What the task requires:
Please filter the material below down to the lines that contain the string "field", and copy each of those lines in full.
━━ Dataset
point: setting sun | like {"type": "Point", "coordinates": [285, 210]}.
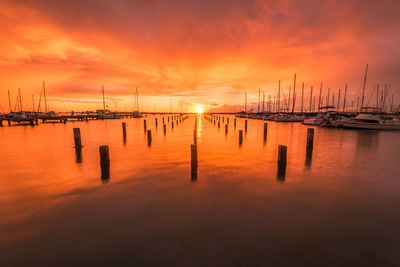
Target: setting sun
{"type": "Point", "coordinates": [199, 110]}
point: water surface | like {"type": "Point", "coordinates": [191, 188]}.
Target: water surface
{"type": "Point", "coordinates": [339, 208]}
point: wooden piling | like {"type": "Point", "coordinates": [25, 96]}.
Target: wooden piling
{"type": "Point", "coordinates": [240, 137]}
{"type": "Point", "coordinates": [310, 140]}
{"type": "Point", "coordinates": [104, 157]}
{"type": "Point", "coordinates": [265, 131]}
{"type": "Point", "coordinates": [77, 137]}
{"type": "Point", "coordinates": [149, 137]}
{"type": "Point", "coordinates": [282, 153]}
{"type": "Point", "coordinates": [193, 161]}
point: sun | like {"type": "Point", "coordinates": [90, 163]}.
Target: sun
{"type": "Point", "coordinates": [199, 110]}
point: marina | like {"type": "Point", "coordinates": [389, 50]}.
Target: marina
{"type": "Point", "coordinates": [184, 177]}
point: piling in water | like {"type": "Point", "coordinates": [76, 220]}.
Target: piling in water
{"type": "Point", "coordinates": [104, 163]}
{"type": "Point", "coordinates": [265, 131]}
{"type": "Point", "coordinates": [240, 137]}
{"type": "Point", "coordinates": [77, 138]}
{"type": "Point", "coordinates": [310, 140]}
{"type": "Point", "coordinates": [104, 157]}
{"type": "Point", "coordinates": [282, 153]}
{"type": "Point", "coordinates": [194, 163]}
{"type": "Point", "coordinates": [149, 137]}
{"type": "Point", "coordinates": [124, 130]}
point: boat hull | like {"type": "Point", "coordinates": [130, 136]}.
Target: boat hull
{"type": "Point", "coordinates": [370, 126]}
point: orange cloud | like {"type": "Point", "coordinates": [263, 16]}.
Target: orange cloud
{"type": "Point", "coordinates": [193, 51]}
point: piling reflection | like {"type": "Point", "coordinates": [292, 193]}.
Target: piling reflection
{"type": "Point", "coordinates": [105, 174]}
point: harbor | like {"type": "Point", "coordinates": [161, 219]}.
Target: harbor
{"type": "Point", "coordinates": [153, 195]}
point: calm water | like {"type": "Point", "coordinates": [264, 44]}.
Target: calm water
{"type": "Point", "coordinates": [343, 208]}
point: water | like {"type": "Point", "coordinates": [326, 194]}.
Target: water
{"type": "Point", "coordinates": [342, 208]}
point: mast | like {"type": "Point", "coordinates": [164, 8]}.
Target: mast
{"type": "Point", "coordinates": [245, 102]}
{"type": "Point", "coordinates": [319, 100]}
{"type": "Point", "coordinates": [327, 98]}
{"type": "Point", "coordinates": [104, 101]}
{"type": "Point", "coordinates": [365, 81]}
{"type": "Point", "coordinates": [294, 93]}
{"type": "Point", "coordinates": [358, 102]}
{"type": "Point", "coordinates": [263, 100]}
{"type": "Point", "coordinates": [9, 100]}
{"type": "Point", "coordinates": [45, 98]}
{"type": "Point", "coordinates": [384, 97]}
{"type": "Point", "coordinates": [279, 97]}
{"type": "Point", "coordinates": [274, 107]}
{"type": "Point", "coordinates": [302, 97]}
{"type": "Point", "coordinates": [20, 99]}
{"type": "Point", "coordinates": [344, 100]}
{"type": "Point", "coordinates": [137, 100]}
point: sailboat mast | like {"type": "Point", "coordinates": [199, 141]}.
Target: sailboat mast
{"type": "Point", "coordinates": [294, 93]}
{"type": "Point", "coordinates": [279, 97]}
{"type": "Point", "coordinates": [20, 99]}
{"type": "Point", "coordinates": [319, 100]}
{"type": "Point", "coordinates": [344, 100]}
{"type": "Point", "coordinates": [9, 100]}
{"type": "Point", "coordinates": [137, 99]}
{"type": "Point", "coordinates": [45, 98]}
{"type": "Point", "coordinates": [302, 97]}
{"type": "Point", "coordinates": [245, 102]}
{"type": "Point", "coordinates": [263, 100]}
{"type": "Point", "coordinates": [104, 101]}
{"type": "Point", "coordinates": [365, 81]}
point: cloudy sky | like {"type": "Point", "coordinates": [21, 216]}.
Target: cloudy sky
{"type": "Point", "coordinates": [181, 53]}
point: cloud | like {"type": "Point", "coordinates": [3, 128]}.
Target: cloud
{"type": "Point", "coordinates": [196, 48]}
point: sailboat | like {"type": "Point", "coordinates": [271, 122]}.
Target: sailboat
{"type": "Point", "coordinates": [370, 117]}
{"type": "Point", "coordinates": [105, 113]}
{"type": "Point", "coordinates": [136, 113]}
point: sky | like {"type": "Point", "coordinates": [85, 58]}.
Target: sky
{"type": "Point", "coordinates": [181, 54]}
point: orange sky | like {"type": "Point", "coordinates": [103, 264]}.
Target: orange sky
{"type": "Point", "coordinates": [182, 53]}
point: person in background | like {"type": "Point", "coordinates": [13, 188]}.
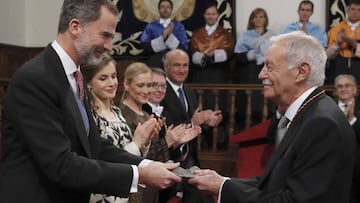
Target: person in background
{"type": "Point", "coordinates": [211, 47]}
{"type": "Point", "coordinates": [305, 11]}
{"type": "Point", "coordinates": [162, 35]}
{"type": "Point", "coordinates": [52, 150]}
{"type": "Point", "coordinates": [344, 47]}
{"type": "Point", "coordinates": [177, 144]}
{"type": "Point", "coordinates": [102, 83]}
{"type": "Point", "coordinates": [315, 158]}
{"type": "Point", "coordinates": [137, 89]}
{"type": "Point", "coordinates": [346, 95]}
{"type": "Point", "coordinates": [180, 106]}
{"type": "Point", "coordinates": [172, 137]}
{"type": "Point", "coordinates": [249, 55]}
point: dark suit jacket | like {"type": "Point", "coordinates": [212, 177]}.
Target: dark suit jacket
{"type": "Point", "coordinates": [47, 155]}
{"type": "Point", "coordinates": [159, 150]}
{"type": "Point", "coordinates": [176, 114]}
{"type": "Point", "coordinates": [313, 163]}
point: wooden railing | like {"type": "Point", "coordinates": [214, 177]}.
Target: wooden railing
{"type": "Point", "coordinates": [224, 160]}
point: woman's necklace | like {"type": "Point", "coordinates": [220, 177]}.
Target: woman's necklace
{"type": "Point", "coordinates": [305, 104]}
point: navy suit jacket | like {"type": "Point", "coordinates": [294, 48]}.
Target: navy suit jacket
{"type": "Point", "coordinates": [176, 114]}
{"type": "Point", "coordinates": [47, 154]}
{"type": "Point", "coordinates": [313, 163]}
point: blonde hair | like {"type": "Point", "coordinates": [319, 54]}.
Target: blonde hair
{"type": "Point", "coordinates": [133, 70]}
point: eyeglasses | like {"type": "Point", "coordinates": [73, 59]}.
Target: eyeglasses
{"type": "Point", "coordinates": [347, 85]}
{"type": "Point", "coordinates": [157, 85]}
━━━━
━━ Dataset
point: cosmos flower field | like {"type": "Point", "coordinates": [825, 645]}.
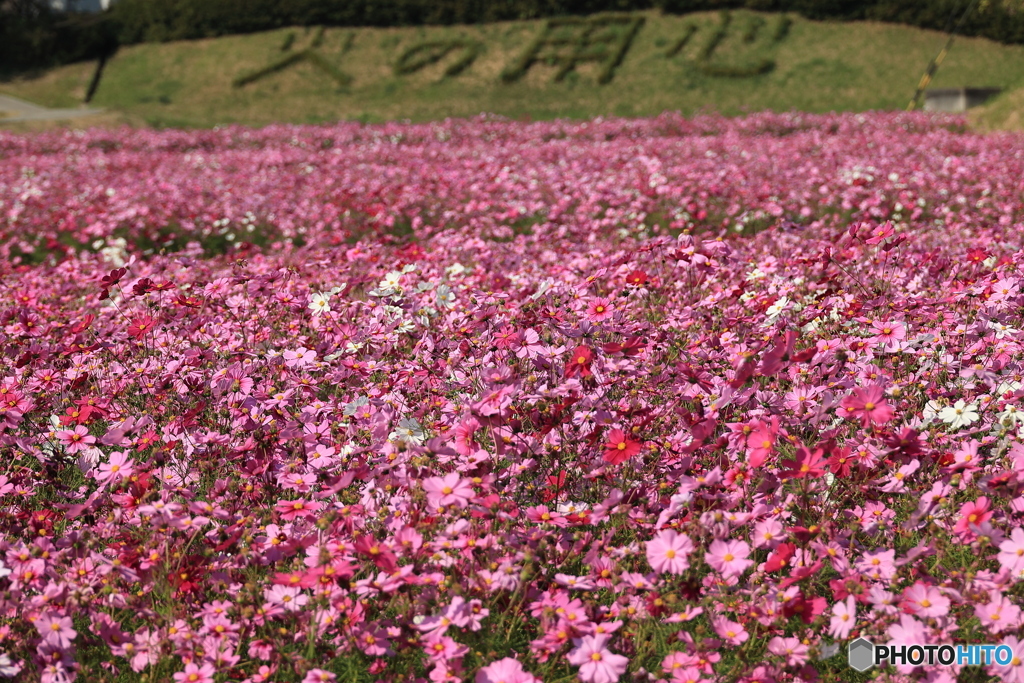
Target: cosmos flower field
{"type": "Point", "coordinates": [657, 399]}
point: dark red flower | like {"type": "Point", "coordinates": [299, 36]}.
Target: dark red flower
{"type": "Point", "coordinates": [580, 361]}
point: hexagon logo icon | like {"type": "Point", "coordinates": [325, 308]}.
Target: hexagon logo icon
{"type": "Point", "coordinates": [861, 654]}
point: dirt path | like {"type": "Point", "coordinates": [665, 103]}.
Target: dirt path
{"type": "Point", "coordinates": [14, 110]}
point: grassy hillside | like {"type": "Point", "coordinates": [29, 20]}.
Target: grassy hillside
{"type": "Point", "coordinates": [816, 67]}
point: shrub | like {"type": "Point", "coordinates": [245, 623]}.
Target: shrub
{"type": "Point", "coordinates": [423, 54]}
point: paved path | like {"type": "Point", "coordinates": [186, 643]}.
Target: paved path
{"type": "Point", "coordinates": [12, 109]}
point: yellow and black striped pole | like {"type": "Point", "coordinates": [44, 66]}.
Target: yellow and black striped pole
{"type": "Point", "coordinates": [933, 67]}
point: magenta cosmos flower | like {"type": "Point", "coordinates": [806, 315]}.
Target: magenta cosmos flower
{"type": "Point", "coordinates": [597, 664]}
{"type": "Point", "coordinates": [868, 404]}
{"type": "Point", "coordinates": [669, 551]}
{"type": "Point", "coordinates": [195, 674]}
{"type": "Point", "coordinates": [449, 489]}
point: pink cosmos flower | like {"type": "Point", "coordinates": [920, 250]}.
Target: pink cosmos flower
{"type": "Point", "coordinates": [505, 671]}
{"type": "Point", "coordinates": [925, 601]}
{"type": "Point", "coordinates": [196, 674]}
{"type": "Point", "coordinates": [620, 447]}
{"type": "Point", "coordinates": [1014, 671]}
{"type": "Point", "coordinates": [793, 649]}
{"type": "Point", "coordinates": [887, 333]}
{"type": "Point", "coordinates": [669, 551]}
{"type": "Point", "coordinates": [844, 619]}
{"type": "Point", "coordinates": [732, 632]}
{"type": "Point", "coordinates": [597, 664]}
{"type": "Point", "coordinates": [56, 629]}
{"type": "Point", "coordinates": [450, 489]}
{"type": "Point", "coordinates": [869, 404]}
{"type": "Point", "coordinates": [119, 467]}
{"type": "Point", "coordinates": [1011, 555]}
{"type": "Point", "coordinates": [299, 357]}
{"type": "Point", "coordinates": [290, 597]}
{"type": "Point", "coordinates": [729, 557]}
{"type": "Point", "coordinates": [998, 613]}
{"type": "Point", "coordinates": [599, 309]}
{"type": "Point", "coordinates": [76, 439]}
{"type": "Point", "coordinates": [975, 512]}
━━━━
Response below:
point: cosmos flower field | like {"type": "Point", "coordinates": [825, 645]}.
Target: cosmos flower field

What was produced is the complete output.